Michele Vacchiano Cultural Photography

Il "tip" del mese

Ogni mese un suggerimento, un consiglio, un "trucco del mestiere" utile a rendere piů divertente, piacevole e professionale il lavoro del fotografo.

MARZO 2013

La luce nel ritratto

“Fotografare”, cioè scrivere/disegnare con la luce.
La luce crea le forme, differenzia i toni, esalta i colori.
Lo stesso soggetto assume significati diversi se fotografato in una giornata di sole o col cielo coperto.
Per capire e controllare l’illuminazione occorre tenere conto di tre parametri fondamentali:
- Quantità
- Direzione
- Qualità
La quantità di luce che giunge alla superficie sensibile determina la corretta esposizione.
Inutile ricordare qui che l’esposizione corretta non è un dato numerico, dipendente dal responso di uno strumento, ma un fatto espressivo, che coinvolge direttamente la creatività del fotografo, il suo stile, il suo modo di raccontare.

● Compito scritto
Per favore, prosegui l'articolo sulla luce nel ritratto, riprendendo subito dopo l'ultima frase riportata qui sopra.

(Annotazioni per punti)

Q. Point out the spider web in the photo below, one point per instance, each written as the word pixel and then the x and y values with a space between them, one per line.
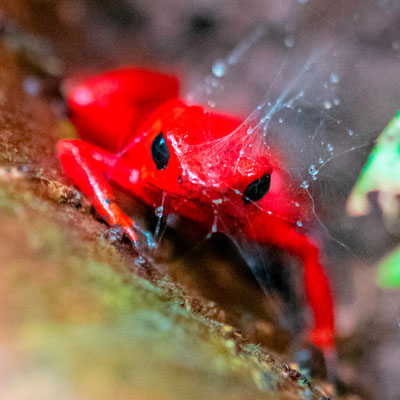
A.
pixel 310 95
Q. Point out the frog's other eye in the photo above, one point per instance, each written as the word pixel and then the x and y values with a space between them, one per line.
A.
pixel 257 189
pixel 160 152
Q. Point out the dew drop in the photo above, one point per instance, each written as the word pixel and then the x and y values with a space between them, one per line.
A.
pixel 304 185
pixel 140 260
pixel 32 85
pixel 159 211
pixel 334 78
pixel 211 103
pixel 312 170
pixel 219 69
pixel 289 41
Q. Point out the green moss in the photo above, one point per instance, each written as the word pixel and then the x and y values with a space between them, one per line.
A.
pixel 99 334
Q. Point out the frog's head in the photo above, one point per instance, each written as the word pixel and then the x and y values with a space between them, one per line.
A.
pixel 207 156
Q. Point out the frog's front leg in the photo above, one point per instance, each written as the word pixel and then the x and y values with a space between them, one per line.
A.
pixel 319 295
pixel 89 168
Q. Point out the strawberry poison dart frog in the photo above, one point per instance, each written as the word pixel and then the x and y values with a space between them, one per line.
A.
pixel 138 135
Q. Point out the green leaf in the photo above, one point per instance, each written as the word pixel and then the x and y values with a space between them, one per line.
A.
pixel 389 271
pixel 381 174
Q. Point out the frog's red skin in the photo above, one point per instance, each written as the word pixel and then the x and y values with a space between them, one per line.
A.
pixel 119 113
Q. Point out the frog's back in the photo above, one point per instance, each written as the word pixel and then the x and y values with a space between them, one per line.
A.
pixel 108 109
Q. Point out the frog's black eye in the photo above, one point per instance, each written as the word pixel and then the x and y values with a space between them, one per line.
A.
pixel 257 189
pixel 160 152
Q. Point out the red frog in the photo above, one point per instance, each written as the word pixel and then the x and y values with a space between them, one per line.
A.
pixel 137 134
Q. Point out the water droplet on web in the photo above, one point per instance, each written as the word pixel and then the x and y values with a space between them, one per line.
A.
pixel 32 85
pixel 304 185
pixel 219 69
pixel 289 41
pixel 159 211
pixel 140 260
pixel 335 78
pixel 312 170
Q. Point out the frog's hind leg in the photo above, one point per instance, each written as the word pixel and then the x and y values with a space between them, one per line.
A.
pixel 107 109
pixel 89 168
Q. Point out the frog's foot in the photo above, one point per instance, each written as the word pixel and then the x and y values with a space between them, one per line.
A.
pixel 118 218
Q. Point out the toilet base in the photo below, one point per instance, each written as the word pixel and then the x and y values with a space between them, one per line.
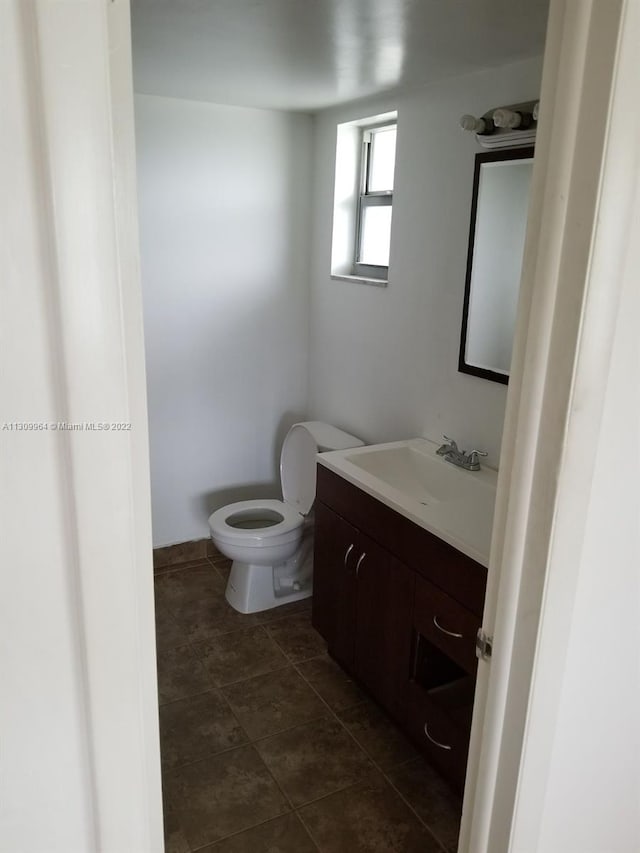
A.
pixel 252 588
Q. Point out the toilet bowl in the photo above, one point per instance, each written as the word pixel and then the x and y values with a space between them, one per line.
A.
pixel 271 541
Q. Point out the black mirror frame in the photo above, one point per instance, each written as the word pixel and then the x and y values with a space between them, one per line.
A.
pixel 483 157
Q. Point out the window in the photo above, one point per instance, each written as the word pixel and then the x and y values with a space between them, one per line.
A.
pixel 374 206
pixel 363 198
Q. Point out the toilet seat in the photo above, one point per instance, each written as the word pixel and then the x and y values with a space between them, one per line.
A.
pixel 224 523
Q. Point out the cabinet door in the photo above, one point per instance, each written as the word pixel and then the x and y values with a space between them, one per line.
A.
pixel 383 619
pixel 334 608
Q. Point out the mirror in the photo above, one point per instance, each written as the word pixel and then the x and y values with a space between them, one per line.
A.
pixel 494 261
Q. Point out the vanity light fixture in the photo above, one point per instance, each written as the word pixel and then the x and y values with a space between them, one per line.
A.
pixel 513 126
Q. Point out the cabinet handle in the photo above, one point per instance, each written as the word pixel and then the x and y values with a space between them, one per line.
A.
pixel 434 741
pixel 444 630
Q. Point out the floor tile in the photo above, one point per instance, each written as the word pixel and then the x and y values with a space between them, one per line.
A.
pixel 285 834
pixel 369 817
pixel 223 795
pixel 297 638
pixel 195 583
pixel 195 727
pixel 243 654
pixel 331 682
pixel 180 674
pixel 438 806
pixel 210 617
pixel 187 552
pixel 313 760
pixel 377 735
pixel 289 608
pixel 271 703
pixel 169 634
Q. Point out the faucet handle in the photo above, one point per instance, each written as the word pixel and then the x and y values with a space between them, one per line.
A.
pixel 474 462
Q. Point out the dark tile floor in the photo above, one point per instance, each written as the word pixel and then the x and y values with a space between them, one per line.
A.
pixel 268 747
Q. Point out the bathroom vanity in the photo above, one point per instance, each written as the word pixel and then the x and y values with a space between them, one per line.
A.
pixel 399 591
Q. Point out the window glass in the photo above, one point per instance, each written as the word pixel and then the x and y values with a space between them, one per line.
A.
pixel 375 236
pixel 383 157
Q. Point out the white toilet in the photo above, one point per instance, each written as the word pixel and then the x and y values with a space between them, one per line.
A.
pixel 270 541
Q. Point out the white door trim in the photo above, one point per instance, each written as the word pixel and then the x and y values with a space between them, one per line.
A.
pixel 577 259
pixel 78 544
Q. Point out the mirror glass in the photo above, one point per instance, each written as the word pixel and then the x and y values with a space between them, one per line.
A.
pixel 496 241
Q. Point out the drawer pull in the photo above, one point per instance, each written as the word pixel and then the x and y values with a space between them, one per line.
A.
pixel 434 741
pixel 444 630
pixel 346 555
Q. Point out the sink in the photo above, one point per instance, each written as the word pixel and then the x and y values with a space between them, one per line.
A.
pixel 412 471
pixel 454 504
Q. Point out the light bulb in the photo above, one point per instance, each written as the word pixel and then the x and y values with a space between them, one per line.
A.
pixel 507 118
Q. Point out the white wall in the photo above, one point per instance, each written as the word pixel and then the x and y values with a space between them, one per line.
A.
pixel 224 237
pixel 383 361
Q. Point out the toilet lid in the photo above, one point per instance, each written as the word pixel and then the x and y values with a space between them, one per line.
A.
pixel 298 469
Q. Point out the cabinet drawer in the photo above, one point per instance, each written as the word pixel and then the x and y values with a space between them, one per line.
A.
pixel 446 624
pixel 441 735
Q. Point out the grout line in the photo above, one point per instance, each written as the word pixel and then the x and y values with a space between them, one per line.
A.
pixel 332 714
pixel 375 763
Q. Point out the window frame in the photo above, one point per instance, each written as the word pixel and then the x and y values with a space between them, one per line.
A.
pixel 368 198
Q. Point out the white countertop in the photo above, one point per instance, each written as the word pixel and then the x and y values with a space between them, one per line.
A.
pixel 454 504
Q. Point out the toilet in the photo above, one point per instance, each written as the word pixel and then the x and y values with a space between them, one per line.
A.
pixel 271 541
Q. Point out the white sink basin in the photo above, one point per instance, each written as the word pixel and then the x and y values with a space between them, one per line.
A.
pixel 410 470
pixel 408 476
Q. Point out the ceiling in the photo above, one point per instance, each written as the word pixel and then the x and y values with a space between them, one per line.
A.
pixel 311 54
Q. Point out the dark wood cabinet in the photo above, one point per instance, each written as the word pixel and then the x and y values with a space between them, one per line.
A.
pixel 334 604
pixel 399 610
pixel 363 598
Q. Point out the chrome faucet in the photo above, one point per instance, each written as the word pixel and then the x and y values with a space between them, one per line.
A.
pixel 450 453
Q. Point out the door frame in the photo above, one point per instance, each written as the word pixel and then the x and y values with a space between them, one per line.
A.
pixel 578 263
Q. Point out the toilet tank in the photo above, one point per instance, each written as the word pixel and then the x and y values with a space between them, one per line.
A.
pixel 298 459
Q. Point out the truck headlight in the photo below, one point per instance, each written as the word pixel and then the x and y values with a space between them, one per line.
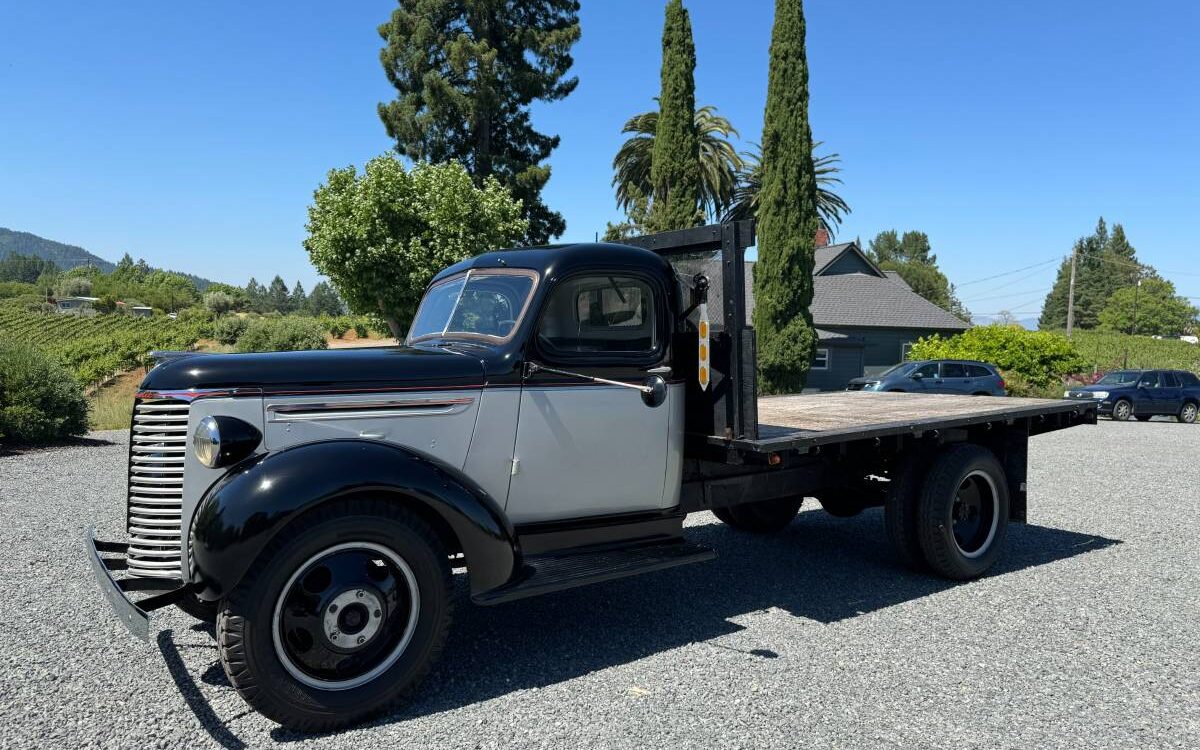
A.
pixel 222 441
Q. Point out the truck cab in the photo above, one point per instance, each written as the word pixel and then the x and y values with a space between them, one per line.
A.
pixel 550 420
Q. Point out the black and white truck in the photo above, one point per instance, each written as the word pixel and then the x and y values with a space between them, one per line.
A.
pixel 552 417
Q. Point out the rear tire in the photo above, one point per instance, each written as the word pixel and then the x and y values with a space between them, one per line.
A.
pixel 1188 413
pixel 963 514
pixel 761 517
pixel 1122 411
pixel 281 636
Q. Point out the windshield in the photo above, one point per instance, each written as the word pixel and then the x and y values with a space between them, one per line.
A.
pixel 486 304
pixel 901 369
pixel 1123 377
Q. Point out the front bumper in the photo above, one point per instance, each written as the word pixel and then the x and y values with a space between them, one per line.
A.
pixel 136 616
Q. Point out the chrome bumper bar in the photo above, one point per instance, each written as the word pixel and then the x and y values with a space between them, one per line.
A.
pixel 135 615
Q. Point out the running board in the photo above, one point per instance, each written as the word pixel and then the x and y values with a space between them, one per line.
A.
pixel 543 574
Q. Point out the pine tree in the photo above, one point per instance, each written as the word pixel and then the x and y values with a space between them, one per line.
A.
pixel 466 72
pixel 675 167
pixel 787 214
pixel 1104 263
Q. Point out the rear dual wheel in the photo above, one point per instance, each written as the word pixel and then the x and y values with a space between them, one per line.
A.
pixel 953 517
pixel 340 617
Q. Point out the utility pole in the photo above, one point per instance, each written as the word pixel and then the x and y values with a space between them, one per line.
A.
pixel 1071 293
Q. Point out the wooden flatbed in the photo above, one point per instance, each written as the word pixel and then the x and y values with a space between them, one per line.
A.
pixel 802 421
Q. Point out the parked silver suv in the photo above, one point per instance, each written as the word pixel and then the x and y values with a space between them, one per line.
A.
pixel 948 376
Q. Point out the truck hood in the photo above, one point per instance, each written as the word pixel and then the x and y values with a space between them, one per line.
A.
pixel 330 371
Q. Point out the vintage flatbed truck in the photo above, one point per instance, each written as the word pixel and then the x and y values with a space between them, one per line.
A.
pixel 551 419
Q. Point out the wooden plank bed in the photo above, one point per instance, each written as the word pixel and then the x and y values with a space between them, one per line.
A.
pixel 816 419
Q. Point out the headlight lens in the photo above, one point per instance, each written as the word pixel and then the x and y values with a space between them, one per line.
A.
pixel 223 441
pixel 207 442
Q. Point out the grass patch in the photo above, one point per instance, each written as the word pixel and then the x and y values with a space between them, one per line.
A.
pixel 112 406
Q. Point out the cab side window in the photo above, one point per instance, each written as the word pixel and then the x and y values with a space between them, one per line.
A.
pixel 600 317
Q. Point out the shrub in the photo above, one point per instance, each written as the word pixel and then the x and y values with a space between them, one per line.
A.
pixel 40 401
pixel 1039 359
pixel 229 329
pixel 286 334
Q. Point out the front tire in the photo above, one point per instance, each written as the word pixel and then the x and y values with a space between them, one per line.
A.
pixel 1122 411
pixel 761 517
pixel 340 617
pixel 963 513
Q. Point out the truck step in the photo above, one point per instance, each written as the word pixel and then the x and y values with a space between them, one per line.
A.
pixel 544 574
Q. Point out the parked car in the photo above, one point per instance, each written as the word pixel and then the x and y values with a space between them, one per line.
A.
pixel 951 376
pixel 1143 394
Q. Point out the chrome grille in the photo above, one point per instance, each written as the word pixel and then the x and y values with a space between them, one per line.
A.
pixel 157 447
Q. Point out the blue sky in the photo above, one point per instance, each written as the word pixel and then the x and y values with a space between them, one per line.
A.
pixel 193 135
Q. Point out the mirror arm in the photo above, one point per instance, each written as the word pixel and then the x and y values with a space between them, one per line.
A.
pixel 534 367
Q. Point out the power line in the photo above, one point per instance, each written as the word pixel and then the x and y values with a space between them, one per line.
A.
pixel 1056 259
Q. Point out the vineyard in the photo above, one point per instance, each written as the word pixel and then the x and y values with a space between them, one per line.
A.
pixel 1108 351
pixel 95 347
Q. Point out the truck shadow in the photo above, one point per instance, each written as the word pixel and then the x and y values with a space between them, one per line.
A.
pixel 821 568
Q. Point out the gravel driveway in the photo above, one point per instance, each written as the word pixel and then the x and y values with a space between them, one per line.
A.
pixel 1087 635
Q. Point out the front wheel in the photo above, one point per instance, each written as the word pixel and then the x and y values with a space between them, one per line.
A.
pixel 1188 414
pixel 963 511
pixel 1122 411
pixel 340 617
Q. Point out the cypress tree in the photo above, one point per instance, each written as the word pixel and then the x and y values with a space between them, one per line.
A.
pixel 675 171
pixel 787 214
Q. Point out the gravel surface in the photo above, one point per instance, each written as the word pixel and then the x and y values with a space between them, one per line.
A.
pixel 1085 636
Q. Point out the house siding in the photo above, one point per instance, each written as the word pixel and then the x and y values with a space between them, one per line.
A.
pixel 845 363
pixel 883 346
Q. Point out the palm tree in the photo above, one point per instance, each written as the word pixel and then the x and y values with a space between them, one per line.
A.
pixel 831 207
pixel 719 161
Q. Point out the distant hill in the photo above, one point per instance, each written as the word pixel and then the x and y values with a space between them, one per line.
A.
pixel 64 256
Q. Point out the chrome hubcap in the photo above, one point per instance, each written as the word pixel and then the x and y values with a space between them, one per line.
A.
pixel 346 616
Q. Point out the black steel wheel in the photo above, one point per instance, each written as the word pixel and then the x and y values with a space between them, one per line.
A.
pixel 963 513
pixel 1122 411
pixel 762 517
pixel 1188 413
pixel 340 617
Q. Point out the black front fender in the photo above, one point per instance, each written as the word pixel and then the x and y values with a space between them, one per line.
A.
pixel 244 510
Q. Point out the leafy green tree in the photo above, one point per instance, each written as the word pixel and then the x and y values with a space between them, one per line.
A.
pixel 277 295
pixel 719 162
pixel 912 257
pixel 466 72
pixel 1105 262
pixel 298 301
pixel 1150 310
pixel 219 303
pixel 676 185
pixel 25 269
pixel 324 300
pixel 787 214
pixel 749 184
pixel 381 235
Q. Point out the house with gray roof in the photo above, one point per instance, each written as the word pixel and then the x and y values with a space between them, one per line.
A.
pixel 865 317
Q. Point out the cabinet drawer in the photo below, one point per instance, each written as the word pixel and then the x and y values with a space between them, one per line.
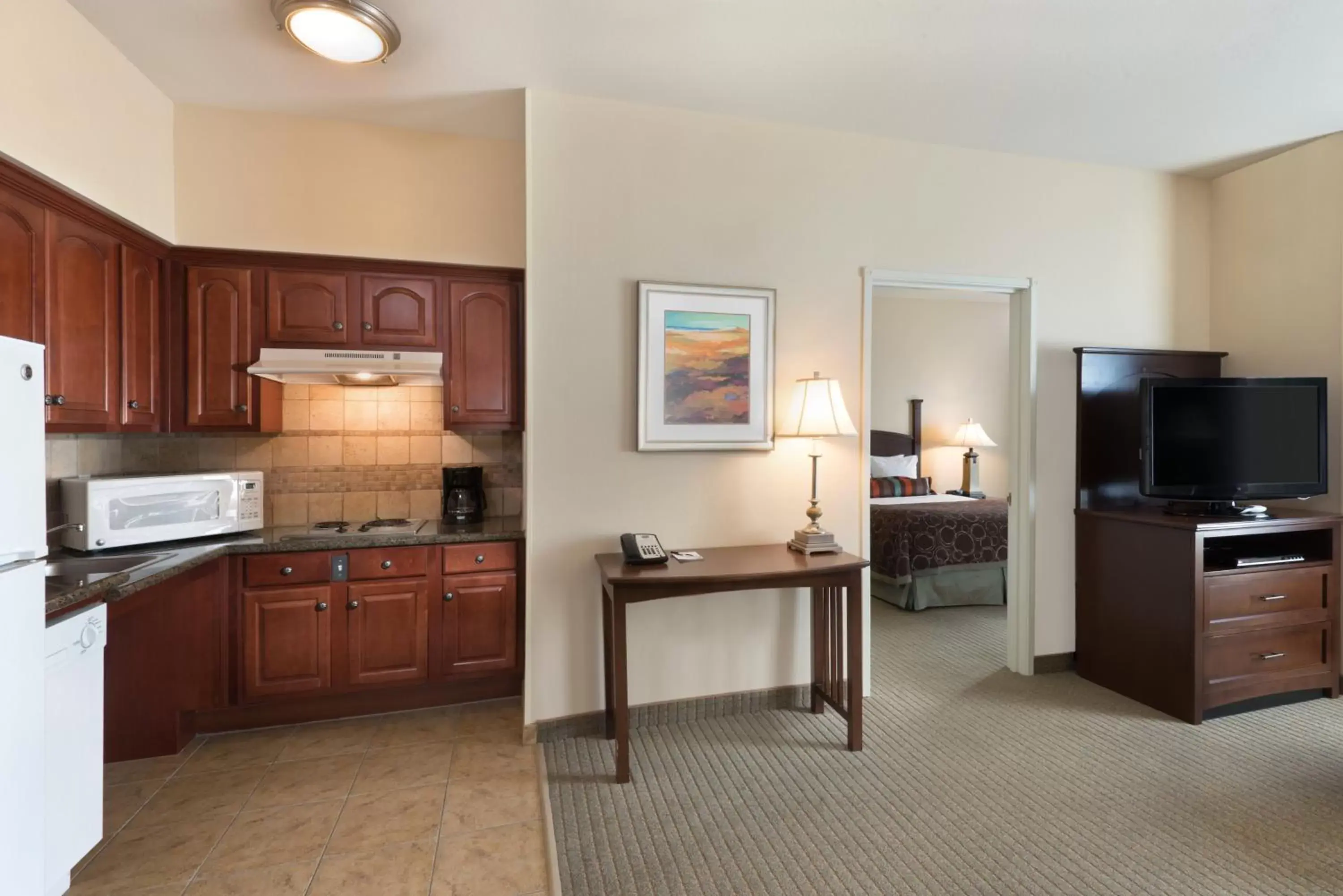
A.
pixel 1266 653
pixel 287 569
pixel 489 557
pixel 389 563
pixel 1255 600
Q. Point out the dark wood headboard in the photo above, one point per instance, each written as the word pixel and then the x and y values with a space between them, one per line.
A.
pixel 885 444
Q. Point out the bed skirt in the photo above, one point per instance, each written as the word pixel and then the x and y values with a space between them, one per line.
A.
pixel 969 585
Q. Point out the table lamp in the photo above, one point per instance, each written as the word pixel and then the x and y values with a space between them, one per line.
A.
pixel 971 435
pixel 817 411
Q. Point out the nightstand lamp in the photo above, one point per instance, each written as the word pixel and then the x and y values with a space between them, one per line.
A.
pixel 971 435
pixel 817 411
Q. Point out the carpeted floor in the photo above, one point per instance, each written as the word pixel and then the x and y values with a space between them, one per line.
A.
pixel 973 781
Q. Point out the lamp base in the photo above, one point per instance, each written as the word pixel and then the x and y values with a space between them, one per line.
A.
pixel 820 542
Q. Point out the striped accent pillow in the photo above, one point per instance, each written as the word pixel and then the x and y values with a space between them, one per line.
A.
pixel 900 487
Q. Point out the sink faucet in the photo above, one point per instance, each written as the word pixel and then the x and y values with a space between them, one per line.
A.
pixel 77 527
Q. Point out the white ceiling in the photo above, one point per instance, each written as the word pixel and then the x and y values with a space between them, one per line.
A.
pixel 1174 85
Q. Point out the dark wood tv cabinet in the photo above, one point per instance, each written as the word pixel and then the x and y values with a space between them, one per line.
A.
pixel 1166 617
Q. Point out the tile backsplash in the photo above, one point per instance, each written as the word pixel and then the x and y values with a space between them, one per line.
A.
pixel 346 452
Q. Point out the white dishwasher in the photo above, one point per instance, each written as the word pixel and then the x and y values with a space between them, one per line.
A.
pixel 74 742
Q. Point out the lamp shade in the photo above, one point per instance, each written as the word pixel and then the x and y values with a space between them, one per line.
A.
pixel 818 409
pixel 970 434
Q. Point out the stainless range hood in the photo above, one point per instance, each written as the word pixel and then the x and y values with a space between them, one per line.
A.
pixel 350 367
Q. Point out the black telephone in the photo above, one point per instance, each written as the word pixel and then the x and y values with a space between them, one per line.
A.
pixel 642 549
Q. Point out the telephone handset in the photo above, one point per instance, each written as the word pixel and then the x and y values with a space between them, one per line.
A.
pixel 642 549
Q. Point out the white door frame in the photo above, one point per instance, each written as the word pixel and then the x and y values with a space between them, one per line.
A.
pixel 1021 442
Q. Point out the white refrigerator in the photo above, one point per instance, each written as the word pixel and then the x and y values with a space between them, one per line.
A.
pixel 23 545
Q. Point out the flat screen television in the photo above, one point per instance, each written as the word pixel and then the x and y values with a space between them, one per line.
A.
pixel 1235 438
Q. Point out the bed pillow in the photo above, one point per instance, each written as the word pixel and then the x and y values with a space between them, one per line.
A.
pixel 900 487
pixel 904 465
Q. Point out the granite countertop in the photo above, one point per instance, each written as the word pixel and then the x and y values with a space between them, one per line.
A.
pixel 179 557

● Esercizio svolto
Lo stesso soggetto, fotografato in high key o in low key, assume significati del tutto diversi.
La direzione della luce costituisce anch’essa un parametro fondamentale.
Lo stesso soggetto assume significati molto diversi se fotografato in luce piena, in luce angolata o in controluce.
Spesso il fotografo attende per ore che si verifichino le condizioni di illuminazione da lui ritenute ideali.
Il controluce, in particolare, offre le possibilità più creative, a patto che si sappiano padroneggiare con estrema perizia le tecniche dell’esposizione e che si disponga dello strumento giusto: un obiettivo di elevata qualità, con uno schema ottico semplice e dotato di un efficace trattamento antiriflesso.
La qualità della luce è un parametro più labile e indefinito, che ha a che fare con la temperatura cromatica ma non solo.
Molti grandi fotografi hanno notato come in luoghi diversi la stessa luce solare alla stessa ora del giorno crei effetti del tutto differenti.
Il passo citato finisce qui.